===== Extracted entries =====

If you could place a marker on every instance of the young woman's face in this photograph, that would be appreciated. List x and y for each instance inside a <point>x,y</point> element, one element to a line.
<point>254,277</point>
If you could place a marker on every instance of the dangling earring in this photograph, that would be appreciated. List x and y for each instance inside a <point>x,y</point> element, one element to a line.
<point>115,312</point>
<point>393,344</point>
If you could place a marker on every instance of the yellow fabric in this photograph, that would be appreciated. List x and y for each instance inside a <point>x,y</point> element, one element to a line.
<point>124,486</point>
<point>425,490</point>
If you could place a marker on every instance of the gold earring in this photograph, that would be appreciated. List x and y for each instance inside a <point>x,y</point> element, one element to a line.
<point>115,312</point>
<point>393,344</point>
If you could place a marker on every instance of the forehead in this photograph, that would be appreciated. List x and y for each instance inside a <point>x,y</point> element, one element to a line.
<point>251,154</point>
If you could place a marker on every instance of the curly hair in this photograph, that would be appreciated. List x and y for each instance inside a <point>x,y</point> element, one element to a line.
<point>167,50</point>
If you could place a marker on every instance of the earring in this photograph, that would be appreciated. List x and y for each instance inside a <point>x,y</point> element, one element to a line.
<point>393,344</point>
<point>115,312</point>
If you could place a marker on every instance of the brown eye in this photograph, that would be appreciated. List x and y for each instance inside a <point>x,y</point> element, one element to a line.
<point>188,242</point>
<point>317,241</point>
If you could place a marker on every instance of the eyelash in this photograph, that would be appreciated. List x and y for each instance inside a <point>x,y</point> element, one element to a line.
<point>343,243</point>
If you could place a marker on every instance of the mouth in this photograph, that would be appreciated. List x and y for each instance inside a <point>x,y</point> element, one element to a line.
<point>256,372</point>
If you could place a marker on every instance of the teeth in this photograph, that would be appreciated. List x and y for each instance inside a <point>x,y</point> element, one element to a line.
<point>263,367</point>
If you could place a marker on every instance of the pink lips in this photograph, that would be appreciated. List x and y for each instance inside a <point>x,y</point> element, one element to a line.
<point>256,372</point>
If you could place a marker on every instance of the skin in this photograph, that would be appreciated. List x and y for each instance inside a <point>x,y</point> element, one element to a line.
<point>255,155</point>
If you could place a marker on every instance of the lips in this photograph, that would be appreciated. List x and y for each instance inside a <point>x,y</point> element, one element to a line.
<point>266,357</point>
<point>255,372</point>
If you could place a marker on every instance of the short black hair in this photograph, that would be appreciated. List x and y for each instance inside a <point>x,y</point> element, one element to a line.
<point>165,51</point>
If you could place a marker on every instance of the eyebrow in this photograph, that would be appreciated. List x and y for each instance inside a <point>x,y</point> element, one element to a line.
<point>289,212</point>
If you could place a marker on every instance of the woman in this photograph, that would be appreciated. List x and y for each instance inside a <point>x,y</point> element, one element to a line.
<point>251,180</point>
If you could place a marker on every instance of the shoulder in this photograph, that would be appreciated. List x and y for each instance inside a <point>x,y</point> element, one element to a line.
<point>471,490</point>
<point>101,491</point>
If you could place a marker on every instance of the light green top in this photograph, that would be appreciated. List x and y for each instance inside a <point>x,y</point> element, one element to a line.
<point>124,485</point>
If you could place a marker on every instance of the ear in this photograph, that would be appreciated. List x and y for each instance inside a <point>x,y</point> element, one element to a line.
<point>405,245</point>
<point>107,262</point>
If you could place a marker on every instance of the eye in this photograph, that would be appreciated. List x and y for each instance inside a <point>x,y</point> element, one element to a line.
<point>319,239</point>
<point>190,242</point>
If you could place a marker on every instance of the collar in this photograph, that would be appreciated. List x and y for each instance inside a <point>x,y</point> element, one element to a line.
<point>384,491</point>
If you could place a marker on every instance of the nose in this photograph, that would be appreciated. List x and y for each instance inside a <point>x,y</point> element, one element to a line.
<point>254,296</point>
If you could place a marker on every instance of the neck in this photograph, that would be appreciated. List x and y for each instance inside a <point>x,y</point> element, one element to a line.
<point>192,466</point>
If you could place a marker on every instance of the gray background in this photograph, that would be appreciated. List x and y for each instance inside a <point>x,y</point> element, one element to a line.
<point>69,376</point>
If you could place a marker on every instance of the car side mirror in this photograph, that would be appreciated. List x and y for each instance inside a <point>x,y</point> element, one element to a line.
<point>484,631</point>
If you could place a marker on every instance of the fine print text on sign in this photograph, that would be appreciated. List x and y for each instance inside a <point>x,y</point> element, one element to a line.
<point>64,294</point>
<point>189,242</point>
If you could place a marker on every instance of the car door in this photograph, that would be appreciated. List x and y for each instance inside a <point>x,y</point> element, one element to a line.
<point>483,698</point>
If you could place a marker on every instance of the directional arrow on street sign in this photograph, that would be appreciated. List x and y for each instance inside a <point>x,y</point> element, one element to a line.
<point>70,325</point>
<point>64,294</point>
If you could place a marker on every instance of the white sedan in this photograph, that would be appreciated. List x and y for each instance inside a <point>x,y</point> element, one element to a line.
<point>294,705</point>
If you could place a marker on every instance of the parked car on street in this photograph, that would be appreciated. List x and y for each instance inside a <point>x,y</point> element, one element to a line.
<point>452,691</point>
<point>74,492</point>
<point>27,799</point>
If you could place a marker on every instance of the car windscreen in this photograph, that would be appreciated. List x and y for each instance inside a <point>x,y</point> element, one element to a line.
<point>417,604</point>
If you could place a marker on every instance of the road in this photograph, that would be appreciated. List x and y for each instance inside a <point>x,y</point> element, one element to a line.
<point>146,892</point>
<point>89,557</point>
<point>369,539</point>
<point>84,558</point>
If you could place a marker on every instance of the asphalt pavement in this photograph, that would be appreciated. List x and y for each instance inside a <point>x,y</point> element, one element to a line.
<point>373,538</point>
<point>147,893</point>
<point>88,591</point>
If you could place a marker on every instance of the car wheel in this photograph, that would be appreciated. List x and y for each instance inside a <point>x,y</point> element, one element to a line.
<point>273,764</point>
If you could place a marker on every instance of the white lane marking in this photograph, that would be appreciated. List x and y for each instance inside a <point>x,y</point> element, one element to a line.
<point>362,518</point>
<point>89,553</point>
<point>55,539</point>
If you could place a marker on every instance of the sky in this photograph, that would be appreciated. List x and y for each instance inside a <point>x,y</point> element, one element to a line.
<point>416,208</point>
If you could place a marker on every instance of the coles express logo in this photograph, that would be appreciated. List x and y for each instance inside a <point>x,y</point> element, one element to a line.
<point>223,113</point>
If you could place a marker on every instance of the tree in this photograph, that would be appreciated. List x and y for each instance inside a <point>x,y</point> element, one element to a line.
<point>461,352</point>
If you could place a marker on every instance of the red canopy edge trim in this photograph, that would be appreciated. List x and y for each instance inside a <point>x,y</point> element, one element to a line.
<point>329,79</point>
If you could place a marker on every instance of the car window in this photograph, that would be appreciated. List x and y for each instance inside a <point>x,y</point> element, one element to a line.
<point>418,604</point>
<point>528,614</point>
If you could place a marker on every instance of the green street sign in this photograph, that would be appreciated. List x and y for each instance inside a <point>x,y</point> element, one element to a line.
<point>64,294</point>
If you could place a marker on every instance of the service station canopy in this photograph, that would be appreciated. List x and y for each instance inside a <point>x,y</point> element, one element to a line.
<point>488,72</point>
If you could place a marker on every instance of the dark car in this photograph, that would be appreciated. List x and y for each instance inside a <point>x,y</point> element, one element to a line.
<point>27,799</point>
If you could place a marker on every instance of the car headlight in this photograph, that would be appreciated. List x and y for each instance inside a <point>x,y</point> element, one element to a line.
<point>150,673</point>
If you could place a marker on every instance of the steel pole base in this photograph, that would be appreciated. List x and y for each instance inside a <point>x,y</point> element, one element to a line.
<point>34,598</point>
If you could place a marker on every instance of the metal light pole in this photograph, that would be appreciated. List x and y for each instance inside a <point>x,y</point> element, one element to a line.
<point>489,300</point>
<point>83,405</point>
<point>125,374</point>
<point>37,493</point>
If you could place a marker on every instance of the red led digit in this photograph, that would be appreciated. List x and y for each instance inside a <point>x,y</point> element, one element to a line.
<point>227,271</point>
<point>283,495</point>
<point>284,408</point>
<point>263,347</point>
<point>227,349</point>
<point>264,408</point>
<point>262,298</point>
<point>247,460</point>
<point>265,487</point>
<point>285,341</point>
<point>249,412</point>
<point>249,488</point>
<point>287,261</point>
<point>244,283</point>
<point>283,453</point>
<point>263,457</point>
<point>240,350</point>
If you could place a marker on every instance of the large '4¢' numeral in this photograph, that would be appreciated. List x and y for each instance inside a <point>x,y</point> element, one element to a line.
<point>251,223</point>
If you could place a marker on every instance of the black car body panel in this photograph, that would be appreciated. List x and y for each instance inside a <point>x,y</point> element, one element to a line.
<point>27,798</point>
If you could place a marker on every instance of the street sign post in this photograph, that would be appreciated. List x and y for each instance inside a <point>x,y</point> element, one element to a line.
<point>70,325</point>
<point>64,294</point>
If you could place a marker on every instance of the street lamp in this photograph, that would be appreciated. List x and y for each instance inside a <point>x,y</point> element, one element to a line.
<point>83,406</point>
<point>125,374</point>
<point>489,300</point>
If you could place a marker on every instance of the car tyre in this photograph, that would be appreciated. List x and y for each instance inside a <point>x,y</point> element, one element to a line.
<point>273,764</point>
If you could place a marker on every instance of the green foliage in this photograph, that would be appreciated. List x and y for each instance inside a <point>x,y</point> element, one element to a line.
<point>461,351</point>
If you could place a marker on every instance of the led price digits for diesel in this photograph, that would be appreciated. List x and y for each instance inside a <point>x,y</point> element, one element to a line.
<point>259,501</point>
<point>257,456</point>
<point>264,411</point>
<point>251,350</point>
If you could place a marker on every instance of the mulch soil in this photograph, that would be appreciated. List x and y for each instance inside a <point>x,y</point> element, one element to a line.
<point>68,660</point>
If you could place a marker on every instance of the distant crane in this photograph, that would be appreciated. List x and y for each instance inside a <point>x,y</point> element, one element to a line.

=====

◆ **Stated task**
Rewrite the material from the line that contains "of the shoulder" through the line that contains "<point>124,485</point>", replacing "light green top" with "mint green top" and leaving everything else unchanged.

◆ **Response to this task**
If you could place a marker on every instance of the shoulder in this photograph, that would be appreciated. List x and y for each instance inside a <point>x,y</point> element, one element to a line.
<point>471,490</point>
<point>101,491</point>
If you could place a marker on every instance of the mint green top in this photograph, that would be appreciated. List x and y for each instance inside a <point>x,y</point> element, one element to a line.
<point>124,485</point>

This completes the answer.